*** DATA PROVIDED

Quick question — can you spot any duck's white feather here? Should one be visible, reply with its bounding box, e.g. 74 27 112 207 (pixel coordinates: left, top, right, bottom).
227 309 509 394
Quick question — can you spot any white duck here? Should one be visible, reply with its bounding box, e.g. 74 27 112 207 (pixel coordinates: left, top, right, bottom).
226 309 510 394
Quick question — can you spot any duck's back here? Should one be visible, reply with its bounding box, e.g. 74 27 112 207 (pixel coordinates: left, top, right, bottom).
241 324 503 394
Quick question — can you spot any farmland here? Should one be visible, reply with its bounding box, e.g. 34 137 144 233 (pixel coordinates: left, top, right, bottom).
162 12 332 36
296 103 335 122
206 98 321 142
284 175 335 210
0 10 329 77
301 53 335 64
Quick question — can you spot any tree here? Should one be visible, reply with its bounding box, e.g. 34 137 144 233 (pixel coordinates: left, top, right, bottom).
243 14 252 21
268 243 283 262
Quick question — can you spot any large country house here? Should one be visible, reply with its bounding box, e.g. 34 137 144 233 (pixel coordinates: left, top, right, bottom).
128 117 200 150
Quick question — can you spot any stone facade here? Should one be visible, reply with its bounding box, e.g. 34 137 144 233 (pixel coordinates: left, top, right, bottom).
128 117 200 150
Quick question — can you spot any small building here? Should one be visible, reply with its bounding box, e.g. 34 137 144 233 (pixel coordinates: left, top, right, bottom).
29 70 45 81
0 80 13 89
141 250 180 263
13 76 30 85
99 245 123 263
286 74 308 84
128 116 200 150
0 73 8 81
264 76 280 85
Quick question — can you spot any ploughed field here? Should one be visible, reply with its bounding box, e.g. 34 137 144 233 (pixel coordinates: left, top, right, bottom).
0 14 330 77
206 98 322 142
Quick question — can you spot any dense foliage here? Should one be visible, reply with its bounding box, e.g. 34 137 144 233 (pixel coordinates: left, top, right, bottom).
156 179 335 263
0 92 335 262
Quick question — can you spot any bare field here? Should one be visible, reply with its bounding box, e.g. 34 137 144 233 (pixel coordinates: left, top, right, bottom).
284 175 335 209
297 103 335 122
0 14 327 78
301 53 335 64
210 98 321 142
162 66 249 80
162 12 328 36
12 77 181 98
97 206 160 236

******

Return every line of the data that contains the string "field", with case counting.

Quick question — can you spot any ploughed field here? Should one be visible, reply with its bounding box, e.g. 34 137 144 233 (pixel coordinates: left, top, right, bottom).
Quick question — can you spot any bare field here? Should one be visible, reply with its bounding box, e.g. 34 137 144 233 (pixel coordinates: left, top, right, bottom).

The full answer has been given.